Extract »
Drawing on the emerging experience of the pandemic in the health sector, and considering the implications for potential future fiscal crises, the paper outlines the following six lessons.

  1. Fiscal space is often heavily constrained during periods of national emergency, including in low and low middle-income countries (LMICs). Improving PFM functions to increase the efficiency of health services is one mechanism for expanding fiscal space, but experience shows that many such reforms take a long time to implement and mature. The health sector will not always be the primary recipient of emergency financing, as it was during the COVID-19 pandemic. Finance ministries and Central Budget Offices (CBOs) could consider drawing up rules for emergency financing that have general applicability during crises, benefitting from the lessons of the COVID-19 pandemic.
  2. New spending flexibilities and modalities need to be fully justified and balanced by accountability. Some of the spending modalities used by health authorities to deal with the pandemic may not have been affordable, may have created fiscal risks, and may undermine fiscal sustainability. They should be rigorously assessed by the finance ministry before being approved by the government and adopted by the health authorities. The criteria adopted by the finance ministry to assess the viability of such schemes should be reviewed after the crisis and lessons drawn on their applicability to future crises. The paper sets out a framework for assessing such risks.

Problems to work on »
1. In the extract on pandemic fiscal lessons, who should rigorously assess new spending modalities before the government approves them?
2. Reproduce the part of the extract on pandemic fiscal lessons that opens with the words containing "Drawing on the" and closes with "of the COVID-19 pandemic.".
3. Please write the next part of the extract on pandemic fiscal lessons, picking up after its final sentence.
You will not need the entries to do any of the work.

(Dataset entries)
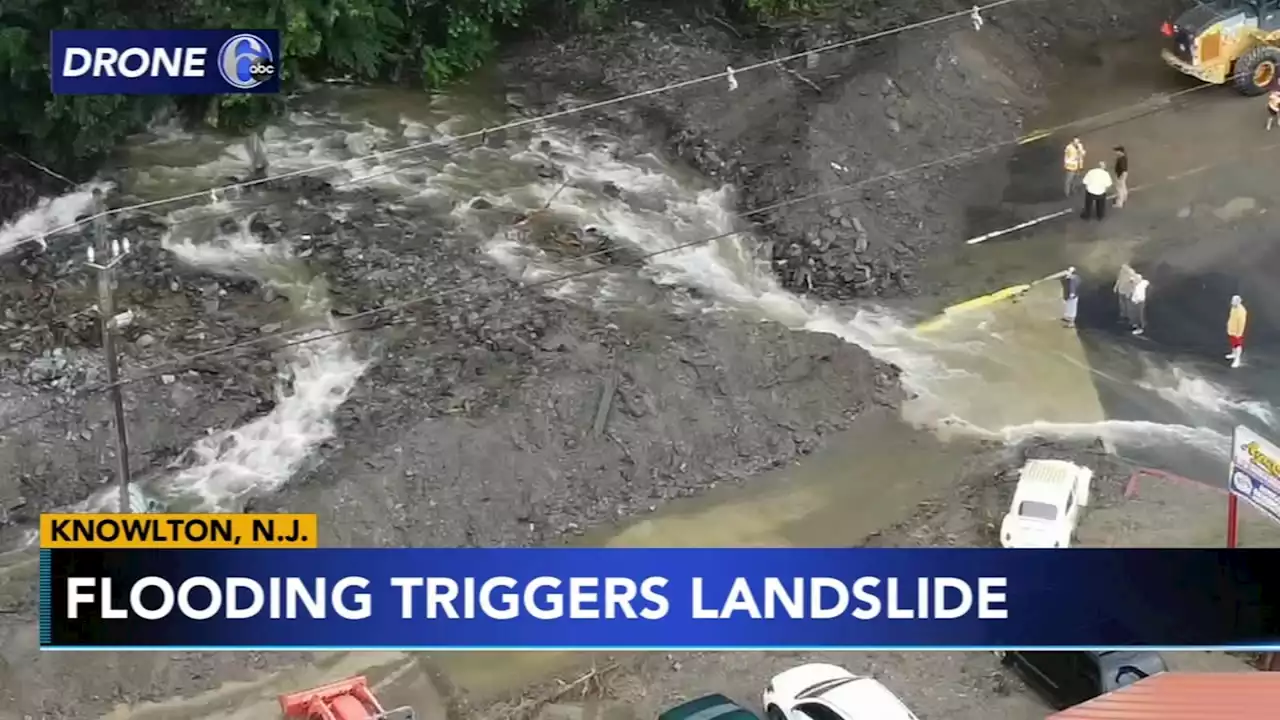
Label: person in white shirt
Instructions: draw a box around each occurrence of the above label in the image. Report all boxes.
[1080,163,1114,220]
[1129,273,1151,334]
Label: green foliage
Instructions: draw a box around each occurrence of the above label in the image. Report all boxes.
[744,0,818,19]
[0,0,742,174]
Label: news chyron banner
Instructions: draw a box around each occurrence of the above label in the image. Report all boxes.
[40,515,1280,651]
[49,29,280,95]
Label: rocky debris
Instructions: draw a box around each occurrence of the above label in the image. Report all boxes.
[509,0,1166,299]
[0,166,897,527]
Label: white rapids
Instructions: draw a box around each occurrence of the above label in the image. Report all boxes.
[0,90,1275,510]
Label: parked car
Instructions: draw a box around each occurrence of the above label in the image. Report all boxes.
[996,650,1169,708]
[1000,460,1093,547]
[764,662,919,720]
[658,694,760,720]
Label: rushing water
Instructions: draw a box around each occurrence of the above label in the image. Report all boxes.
[0,81,1275,510]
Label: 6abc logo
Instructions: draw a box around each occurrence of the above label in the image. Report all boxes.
[218,33,276,90]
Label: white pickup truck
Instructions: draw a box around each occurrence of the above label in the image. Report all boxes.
[1000,460,1093,548]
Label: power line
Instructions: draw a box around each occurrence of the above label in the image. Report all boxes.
[5,0,1024,246]
[0,73,1256,434]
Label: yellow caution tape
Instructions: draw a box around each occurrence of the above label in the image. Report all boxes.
[915,284,1032,333]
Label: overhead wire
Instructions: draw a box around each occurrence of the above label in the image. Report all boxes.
[0,68,1259,434]
[5,0,1028,252]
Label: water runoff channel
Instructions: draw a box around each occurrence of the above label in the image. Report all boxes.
[0,82,1277,552]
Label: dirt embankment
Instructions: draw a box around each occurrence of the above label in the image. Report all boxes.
[508,0,1170,297]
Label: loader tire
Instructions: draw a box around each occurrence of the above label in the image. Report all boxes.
[1231,45,1280,96]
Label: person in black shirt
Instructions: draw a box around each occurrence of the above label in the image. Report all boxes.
[1111,145,1129,208]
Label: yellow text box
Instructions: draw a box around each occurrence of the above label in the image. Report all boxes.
[40,512,319,550]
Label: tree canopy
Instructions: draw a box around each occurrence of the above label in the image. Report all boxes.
[0,0,806,173]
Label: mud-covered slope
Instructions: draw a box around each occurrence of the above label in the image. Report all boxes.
[508,0,1170,297]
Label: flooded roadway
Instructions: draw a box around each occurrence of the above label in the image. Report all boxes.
[2,32,1280,719]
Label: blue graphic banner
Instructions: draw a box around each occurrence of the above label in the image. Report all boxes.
[41,548,1280,650]
[49,29,280,95]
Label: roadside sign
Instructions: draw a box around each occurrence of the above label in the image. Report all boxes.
[1230,425,1280,523]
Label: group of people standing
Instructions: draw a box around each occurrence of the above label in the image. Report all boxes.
[1111,265,1151,334]
[1061,264,1249,368]
[1062,137,1129,220]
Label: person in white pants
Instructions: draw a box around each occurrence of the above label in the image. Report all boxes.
[1226,295,1249,368]
[1129,273,1151,334]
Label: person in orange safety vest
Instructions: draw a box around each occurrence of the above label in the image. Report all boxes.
[1062,137,1084,197]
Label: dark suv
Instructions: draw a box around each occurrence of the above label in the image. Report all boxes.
[658,694,759,720]
[997,650,1169,710]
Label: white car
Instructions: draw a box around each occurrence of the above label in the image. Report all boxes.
[763,662,919,720]
[1000,460,1093,548]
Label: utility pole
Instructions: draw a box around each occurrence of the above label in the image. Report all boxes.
[86,184,129,512]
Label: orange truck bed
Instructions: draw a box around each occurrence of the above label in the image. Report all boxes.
[280,675,413,720]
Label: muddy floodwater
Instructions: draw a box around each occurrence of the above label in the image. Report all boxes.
[0,1,1280,720]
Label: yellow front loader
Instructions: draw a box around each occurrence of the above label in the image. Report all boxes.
[1161,0,1280,95]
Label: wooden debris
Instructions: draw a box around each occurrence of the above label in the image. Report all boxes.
[591,372,618,437]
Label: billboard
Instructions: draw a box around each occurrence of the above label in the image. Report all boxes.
[1229,425,1280,523]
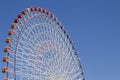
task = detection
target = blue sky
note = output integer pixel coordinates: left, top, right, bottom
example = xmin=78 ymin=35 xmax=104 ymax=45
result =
xmin=0 ymin=0 xmax=120 ymax=80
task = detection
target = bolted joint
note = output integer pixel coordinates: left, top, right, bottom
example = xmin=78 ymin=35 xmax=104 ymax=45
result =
xmin=3 ymin=56 xmax=8 ymax=62
xmin=2 ymin=67 xmax=8 ymax=73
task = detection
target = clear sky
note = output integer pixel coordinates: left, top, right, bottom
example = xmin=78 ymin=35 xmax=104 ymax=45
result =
xmin=0 ymin=0 xmax=120 ymax=80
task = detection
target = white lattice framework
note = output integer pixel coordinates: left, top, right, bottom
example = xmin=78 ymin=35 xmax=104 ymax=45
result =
xmin=2 ymin=7 xmax=85 ymax=80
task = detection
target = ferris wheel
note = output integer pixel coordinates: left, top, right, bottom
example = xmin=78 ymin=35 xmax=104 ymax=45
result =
xmin=2 ymin=7 xmax=85 ymax=80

Solved tasks »
1. The finance ministry.

2.
Drawing on the emerging experience of the pandemic in the health sector, and considering the implications for potential future fiscal crises, the paper outlines the following six lessons.

  1. Fiscal space is often heavily constrained during periods of national emergency, including in low and low middle-income countries (LMICs). Improving PFM functions to increase the efficiency of health services is one mechanism for expanding fiscal space, but experience shows that many such reforms take a long time to implement and mature. The health sector will not always be the primary recipient of emergency financing, as it was during the COVID-19 pandemic. Finance ministries and Central Budget Offices (CBOs) could consider drawing up rules for emergency financing that have general applicability during crises, benefitting from the lessons of the COVID-19 pandemic.

3.
  3. Some spending modalities used by the health authorities, notably the large number of special COVID-19 funds, can only be economically and financially justified to the extent that the pandemic persists. Most of these funds should then be wound up based on clearly defined sunset clauses, and any surplus resources returned to the treasury.
  4. Most LMICs need to focus attention on improving the basic features of PFM (especially budget execution) that are fundamental to financing critical spending, including the health sector. Weak capabilities of finance staff working in health ministries as well as the central budget office (CBO) of finance ministries represent another serious constraint. In many LMICs, there are significant gaps in human resources and finance skills, and lack of an effective dialog between the CBO and health services on budget related issues. Some CBOs are unable to exercise an effective “challenge” function when faced with new spending modalities employed by spending ministries such as health.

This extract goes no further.